Geef de regels van de lijst letterlijk opnieuw, vanaf de regel met "roof, that would be a great help." tot en met het einde van de lijst.

Items voor het labelen van grenzen:

┌────────

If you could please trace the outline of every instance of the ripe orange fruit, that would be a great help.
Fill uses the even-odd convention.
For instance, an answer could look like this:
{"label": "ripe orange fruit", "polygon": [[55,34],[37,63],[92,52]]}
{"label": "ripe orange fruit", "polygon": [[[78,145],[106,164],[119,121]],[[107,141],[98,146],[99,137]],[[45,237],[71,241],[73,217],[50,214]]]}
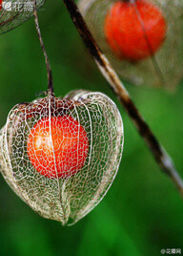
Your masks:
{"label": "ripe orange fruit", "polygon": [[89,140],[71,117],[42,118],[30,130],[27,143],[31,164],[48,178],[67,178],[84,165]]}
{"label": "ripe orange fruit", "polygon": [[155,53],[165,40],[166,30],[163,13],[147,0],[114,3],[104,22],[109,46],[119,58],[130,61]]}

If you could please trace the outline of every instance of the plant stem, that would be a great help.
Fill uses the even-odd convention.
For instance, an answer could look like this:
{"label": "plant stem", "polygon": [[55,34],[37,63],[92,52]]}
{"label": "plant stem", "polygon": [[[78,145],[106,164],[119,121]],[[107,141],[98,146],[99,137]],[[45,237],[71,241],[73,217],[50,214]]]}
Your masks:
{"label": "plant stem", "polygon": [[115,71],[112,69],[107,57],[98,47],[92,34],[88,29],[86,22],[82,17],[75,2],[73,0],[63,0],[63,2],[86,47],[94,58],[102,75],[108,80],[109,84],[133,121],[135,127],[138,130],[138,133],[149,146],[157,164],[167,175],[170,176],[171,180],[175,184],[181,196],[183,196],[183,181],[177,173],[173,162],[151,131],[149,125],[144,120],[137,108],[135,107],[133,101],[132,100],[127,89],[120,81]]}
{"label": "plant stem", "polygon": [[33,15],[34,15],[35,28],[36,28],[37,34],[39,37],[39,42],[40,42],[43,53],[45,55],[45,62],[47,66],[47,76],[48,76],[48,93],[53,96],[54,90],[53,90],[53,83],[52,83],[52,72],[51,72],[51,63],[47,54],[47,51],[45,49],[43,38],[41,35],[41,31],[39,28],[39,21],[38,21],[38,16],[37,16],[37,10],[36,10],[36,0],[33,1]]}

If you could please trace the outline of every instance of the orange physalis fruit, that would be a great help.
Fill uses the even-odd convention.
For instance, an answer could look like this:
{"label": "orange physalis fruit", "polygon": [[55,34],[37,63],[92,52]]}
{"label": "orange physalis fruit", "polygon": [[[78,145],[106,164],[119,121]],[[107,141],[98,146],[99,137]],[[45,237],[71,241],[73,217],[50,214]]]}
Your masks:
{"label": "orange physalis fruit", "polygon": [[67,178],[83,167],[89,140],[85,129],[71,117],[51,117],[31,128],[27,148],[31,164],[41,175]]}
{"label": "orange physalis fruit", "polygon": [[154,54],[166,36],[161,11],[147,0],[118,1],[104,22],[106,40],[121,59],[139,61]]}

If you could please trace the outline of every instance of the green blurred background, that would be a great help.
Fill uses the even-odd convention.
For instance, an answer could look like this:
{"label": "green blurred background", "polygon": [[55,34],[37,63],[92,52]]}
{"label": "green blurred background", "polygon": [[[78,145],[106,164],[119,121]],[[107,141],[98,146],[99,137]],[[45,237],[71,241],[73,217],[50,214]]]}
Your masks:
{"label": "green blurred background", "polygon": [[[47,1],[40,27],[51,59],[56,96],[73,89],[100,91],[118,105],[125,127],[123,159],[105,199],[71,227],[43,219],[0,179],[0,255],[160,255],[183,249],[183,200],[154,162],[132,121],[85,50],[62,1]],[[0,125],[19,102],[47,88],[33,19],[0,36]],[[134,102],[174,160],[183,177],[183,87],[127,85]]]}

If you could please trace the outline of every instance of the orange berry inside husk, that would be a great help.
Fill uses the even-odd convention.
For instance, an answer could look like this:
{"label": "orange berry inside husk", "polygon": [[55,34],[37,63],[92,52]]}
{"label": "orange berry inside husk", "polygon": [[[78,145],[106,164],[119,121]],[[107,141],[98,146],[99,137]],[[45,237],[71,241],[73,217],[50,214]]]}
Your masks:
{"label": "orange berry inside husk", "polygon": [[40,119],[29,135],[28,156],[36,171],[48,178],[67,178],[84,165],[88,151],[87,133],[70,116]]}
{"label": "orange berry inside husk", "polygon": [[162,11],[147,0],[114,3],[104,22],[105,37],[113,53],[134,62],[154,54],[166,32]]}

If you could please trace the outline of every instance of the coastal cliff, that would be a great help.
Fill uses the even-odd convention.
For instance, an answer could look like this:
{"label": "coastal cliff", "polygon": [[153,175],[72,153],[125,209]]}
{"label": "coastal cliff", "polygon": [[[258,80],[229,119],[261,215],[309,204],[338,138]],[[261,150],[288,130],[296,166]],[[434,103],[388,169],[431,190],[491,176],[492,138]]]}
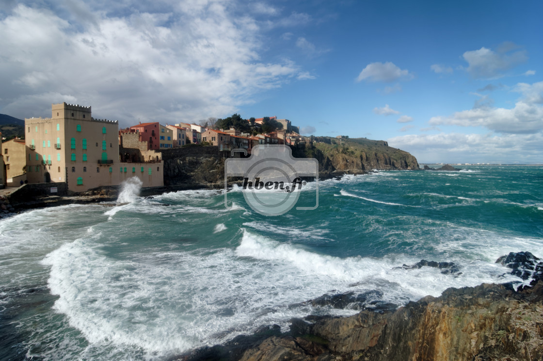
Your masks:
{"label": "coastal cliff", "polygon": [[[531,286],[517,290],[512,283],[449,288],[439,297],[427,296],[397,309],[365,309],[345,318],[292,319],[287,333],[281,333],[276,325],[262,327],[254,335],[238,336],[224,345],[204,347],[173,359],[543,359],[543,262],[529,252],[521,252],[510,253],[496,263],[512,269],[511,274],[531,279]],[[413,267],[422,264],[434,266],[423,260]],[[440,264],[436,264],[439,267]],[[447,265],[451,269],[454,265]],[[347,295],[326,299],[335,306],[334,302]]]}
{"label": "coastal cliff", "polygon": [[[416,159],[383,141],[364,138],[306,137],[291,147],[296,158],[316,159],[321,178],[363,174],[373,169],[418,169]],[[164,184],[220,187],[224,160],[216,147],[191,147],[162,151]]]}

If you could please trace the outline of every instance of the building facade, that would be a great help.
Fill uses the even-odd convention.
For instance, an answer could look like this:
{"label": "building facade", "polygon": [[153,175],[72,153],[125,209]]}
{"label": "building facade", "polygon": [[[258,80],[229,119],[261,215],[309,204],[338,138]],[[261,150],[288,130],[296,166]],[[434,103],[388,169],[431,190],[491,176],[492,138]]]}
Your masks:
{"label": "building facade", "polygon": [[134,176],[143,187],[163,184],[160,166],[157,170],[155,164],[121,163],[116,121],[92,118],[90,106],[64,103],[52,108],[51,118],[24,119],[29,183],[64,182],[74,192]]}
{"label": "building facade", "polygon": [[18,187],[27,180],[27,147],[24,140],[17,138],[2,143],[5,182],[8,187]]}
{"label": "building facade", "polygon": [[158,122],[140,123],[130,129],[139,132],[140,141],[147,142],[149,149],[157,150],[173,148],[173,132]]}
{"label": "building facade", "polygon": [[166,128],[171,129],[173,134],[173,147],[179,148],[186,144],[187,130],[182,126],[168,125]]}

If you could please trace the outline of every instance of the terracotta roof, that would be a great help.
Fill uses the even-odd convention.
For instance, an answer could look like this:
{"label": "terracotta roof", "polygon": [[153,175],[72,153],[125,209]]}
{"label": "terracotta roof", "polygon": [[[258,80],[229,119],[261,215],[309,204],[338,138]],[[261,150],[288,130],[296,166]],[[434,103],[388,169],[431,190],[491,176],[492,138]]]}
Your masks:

└────────

▶ _ANTWOORD_
If you could please trace the outline of every instance of the terracotta roof, that would be a great help.
Fill uses the even-odd convention.
For instance, an answer could look like this:
{"label": "terracotta roof", "polygon": [[153,175],[72,153],[125,209]]}
{"label": "terracotta roof", "polygon": [[[258,80],[229,119],[261,215],[309,204],[338,138]],[[261,150],[288,130],[296,166]],[[434,103],[388,169],[431,190],[491,176],[492,138]]]}
Your masks:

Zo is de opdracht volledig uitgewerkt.